_Your task_:
Rewrite each item below, swapping "photo" for "image" wherever it occurs and changing nothing else. Leave the pictures out of your answer.

_Records for the exercise_:
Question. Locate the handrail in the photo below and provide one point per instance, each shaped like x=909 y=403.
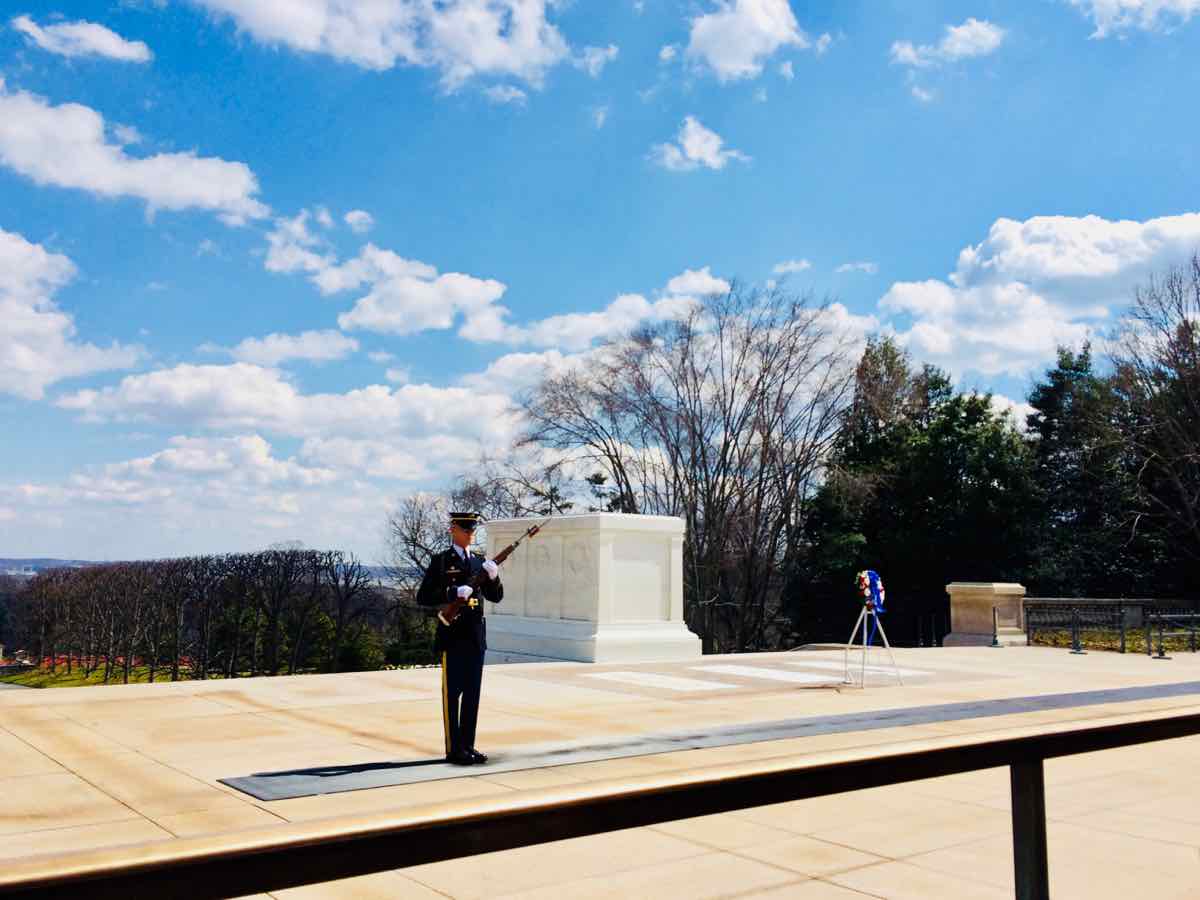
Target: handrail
x=325 y=850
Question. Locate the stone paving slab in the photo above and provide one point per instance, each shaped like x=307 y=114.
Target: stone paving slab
x=136 y=766
x=358 y=777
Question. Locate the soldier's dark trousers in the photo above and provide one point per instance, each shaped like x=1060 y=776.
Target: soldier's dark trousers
x=462 y=675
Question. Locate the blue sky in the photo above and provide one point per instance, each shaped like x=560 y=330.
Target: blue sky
x=262 y=271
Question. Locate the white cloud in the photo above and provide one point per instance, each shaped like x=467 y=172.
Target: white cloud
x=240 y=395
x=201 y=495
x=407 y=297
x=593 y=59
x=1032 y=286
x=126 y=135
x=973 y=37
x=292 y=247
x=37 y=340
x=696 y=147
x=246 y=457
x=1017 y=412
x=399 y=459
x=360 y=221
x=505 y=94
x=736 y=39
x=516 y=372
x=579 y=330
x=462 y=39
x=1115 y=16
x=697 y=282
x=65 y=145
x=312 y=346
x=82 y=39
x=864 y=267
x=791 y=265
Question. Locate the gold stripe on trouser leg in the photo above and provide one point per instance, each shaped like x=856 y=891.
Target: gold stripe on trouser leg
x=445 y=703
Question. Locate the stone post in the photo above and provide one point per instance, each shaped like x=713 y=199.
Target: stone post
x=600 y=587
x=971 y=604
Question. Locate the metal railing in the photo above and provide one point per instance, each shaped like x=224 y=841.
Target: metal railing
x=327 y=850
x=1170 y=624
x=1119 y=618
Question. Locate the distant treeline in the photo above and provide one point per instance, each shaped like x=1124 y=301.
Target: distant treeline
x=274 y=612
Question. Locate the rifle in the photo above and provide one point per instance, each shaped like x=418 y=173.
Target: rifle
x=454 y=609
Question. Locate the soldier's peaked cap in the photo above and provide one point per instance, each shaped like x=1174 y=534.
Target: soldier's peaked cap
x=467 y=521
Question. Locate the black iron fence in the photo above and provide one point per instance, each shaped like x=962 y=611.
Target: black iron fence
x=1120 y=624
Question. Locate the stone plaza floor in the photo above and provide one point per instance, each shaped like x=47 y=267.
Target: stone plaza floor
x=109 y=767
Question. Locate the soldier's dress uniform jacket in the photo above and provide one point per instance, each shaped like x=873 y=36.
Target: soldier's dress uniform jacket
x=460 y=647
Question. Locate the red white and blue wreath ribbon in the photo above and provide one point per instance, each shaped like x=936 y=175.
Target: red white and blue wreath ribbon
x=870 y=586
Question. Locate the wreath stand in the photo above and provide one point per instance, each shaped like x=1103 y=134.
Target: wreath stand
x=869 y=618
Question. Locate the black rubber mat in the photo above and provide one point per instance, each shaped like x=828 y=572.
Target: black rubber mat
x=335 y=779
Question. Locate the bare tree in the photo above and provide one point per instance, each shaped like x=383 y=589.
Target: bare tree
x=723 y=418
x=351 y=595
x=1157 y=364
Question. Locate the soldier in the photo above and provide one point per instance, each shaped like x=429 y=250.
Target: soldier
x=460 y=646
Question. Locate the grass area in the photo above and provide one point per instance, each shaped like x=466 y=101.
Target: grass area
x=1098 y=640
x=46 y=678
x=138 y=675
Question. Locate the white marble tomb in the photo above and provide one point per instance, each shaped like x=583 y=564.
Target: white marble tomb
x=599 y=587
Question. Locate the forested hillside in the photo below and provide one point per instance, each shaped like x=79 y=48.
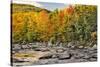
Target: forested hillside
x=76 y=23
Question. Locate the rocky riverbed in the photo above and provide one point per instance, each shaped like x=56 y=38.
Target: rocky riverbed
x=52 y=55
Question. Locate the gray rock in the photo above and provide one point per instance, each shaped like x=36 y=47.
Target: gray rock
x=16 y=46
x=41 y=49
x=60 y=50
x=64 y=56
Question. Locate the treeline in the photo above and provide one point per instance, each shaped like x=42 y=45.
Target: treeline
x=77 y=23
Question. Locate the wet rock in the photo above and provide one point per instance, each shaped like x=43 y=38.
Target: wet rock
x=60 y=50
x=16 y=47
x=64 y=56
x=46 y=56
x=41 y=49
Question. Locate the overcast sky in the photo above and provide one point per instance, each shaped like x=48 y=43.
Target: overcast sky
x=46 y=5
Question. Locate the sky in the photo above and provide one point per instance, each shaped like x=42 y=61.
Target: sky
x=46 y=5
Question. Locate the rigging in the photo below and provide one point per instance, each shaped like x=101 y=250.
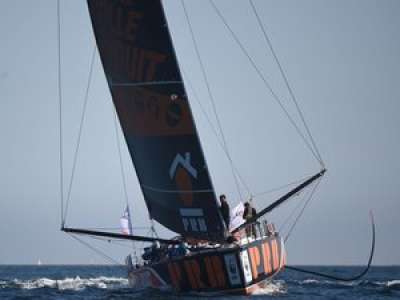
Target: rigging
x=211 y=97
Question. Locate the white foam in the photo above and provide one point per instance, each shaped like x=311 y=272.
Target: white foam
x=271 y=288
x=71 y=283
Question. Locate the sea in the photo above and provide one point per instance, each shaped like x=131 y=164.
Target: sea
x=110 y=282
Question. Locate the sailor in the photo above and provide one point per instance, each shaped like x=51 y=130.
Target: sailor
x=249 y=212
x=225 y=210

_Solved problem_:
Question. Locate the handrail in the image below and provide one point per instance, each shaped like x=909 y=403.
Target: handrail
x=325 y=850
Question. Locate the stone paving slab in the image above and provide one point per instance, each shaped like x=307 y=114.
Target: stone paving slab
x=136 y=766
x=358 y=777
Question. Locate the soldier's dark trousers in the image above and provide one point per instance, each shaped like x=1060 y=776.
Target: soldier's dark trousers
x=462 y=675
Question. Locate the blue sky in the image above and provide one point per instance, each shaped like x=560 y=330.
Target: blue sky
x=262 y=271
Question. Locate the white cloud in the image above and provide one point per instance, each shaped like x=467 y=172.
Target: white cloud
x=240 y=395
x=201 y=495
x=407 y=297
x=593 y=59
x=1032 y=286
x=126 y=135
x=973 y=37
x=292 y=247
x=37 y=340
x=696 y=147
x=246 y=457
x=1017 y=412
x=399 y=459
x=360 y=221
x=505 y=94
x=736 y=39
x=516 y=372
x=579 y=330
x=462 y=39
x=1115 y=16
x=697 y=282
x=65 y=145
x=312 y=346
x=82 y=39
x=864 y=267
x=791 y=265
Question. Locate the gold stripe on trouser leg in the image above and provide one point per instance, each shaped like x=856 y=891.
Target: gold stripe on trouser leg
x=445 y=703
Question. Locate the stone post in the image above and provide one point per instance, each shaped like x=713 y=199.
Target: stone post
x=600 y=587
x=971 y=604
Question. Locate the metal railing in the image above and provide one point per instance, each shaped like x=224 y=841.
Target: metal railing
x=327 y=850
x=1170 y=624
x=1119 y=618
Question. Locate the distant treeline in the image above and provide one point per instance, each shaped like x=1124 y=301.
Target: distant treeline
x=274 y=612
Question. Locate the rifle in the image above and provide one point per instance, each shaped like x=418 y=173.
Target: rifle
x=454 y=609
Question. Locate the soldier's peaked cap in the image above and provide one point per instance, each shaped like x=1174 y=534.
Target: soldier's peaked cap
x=467 y=521
Question. Locate the black iron fence in the image above and provide one point per instance, each shaped like x=962 y=611.
Target: black iron fence
x=1120 y=624
Question. Locate the stone plaza floor in the image above and provide one point per instance, each shaped like x=47 y=267.
Target: stone plaza floor
x=109 y=767
Question. Locate the soldier's dress uniform jacket in the image above and provide one point per instance, each shaped like x=873 y=36.
Target: soldier's dress uniform jacket
x=460 y=647
Question. Locate the red white and blue wreath ribbon in the image above and provide one point per instance, each shaped like x=936 y=175.
Target: red white and blue wreath ribbon
x=870 y=586
Question. Locate the wreath stand in the image above and provide one point per instance, each shaped like x=1103 y=134.
Target: wreath stand
x=869 y=618
Question. Locate the black rubber mat in the image above and provide one point per instance, each shaped like x=828 y=572.
Target: black rubber mat
x=335 y=779
Question. Locate the bare tree in the image above and provide one point per instance, each shaped like x=383 y=589.
Target: bare tree
x=723 y=418
x=351 y=595
x=1157 y=364
Question. Locate the soldier in the image above and provide one point per instance, each shaped like x=429 y=250.
Target: soldier
x=460 y=646
Question. Locate the grass area in the image above and provide one point per instance, each shaped like x=466 y=101.
Target: grass area
x=1098 y=640
x=46 y=678
x=138 y=675
Question. Locate the white marble tomb in the image above and provide one point per instance, each shaped like x=583 y=564.
Target: white marble tomb
x=599 y=587
Question. Locate the forested hillside in the image below and provide one point per instance, each shaped like x=79 y=48.
Target: forested hillside
x=76 y=23
Question. Locate the rocky riverbed in the image above and provide one point per instance, each shaped like x=56 y=38.
Target: rocky riverbed
x=52 y=55
Question. Locate the gray rock in the image above and provide one point per instance, each shaped like x=36 y=47.
Target: gray rock
x=16 y=46
x=41 y=49
x=60 y=50
x=64 y=56
Question. Locate the treeline in the image above and provide one point per instance, each shaped like x=42 y=45.
Target: treeline
x=77 y=23
Question. Locate the wet rock in the image above and provide one point per instance, each shaped like x=43 y=38.
Target: wet rock
x=60 y=50
x=16 y=47
x=64 y=56
x=46 y=56
x=41 y=49
Question. Locate the overcast sky in the image above and provide one point per instance, each shaped like x=48 y=43.
Target: overcast sky
x=46 y=5
Question. Locate the sky in the image above and provide one point per instance, each shaped like x=42 y=61.
Target: sky
x=46 y=5
Question. Locate the rigging in the image below and provide one point per instance, each shaped like x=101 y=250.
Target: rigging
x=211 y=97
Question. Locate the white foam in the image above and provide one point per instance, each shaped like x=311 y=272.
Target: white foam
x=271 y=288
x=71 y=283
Question. Locate the sea in the image above and provide one point per instance, each shaped like x=131 y=164.
Target: sea
x=110 y=282
Question. Locate the sailor in the image above and provide one point per instance, each shaped like x=51 y=130.
Target: sailor
x=249 y=212
x=225 y=210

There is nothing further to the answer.